Nathalie Brion et Jean Brousse : Concrètement, l’e-réputation est un concept qui touche aussi bien la personne individuelle que l’entreprise. Il s’agit simplement – apparemment – de la réputation telle qu’elle s’installe et se diffuse dans le champ numérique, comme le «-e » l’indique. L’e-réputation touche aussi bien les entreprises, leurs produits, les marques, que les personnes. La gestion de cette e-réputation recouvre plusieurs domaines d’intervention et d’expertise,  dont les contours, liés au caractère mouvant de l’économie du web, restent fortement évolutifs. 

JOL Press : Quels sont ces différents domaines d’intervention de l’e-réputation ?

Nathalie Brion et Jean Brousse : L’e-réputation recouvre selon nous trois aspects.
Le premier consiste en une activité de suivi et de veille très sophistiquée : identifier où, quand et comment on parle de vous ou de telle entreprise.
Le deuxième relève de l’e-influence, c’est-à-dire savoir comment et quand faire circuler certaines informations à travers tous les nouveaux réseaux existants aujourd’hui.
Le troisième s’intéresse à l’activité de gestion et de protection des données diffusées sur Internet.

▶ [CONSIGNES] Recopiez mot pour mot le passage de l'entretien sur l'e-réputation compris entre « Nathalie Brion et Jean Brousse : L’e-réputation » et « de telle entreprise. », ces deux bornes incluses.

▶ [DONNÉES EXTRAITES]

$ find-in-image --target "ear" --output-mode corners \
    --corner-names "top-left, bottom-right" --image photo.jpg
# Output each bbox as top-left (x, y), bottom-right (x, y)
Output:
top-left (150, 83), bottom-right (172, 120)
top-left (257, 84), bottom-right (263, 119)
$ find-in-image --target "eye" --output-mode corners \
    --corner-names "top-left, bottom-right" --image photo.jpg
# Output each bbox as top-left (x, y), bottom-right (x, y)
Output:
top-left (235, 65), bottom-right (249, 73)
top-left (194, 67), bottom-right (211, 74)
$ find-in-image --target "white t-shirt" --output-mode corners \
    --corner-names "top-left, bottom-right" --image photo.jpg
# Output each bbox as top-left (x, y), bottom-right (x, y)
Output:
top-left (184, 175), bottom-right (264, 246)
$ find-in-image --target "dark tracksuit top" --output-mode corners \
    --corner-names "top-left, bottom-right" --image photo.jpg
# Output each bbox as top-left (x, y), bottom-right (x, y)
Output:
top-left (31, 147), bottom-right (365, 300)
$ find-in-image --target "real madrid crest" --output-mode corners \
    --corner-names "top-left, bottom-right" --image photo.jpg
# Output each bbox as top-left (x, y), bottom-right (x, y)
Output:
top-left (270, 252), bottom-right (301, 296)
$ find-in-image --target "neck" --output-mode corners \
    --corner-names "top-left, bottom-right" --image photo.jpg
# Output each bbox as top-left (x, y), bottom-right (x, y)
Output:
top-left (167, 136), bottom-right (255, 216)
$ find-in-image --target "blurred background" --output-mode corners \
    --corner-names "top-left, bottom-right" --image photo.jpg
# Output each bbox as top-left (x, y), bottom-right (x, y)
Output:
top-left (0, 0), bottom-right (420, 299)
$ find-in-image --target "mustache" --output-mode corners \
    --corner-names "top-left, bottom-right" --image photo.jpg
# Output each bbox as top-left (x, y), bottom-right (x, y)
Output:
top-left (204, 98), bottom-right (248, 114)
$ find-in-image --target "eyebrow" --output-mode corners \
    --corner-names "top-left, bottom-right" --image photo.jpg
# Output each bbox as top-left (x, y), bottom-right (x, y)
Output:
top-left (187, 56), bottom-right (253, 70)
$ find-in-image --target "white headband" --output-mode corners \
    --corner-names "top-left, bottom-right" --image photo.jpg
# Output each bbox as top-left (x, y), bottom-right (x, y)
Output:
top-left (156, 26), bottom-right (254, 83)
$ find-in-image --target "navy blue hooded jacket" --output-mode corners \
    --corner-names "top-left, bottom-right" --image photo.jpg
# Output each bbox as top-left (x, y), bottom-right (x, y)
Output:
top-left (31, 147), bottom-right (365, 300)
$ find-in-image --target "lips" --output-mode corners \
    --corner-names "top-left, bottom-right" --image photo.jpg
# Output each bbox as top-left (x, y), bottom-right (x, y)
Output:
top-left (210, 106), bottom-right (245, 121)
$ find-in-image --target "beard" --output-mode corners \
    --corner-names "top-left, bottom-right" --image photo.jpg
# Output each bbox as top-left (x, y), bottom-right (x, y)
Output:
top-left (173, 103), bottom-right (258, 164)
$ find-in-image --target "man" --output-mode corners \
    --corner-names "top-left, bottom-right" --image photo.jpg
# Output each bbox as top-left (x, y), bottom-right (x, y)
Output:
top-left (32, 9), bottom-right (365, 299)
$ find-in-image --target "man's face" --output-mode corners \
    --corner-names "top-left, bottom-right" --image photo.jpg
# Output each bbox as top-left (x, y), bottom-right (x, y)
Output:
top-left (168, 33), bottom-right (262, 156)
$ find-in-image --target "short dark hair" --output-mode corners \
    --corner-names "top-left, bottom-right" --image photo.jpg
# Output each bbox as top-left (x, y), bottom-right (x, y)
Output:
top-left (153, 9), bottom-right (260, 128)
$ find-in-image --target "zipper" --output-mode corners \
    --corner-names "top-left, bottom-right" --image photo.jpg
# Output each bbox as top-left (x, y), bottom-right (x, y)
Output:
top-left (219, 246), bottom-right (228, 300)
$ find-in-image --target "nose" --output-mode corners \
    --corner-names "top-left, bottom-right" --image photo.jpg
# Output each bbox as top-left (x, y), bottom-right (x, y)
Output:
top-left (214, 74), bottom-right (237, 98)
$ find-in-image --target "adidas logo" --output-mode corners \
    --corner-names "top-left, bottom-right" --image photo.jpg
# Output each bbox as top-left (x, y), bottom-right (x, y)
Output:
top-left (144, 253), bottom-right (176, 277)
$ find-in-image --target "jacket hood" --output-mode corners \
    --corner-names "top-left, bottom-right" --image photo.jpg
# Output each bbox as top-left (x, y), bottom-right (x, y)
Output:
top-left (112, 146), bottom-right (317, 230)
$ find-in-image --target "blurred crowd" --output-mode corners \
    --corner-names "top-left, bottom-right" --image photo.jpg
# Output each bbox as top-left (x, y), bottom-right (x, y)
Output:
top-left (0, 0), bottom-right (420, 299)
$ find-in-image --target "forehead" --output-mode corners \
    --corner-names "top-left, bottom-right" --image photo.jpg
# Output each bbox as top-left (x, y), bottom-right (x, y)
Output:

▶ [RÉSULTAT CI-DESSOUS]
Nathalie Brion et Jean Brousse : L’e-réputation recouvre selon nous trois aspects.
Le premier consiste en une activité de suivi et de veille très sophistiquée : identifier où, quand et comment on parle de vous ou de telle entreprise.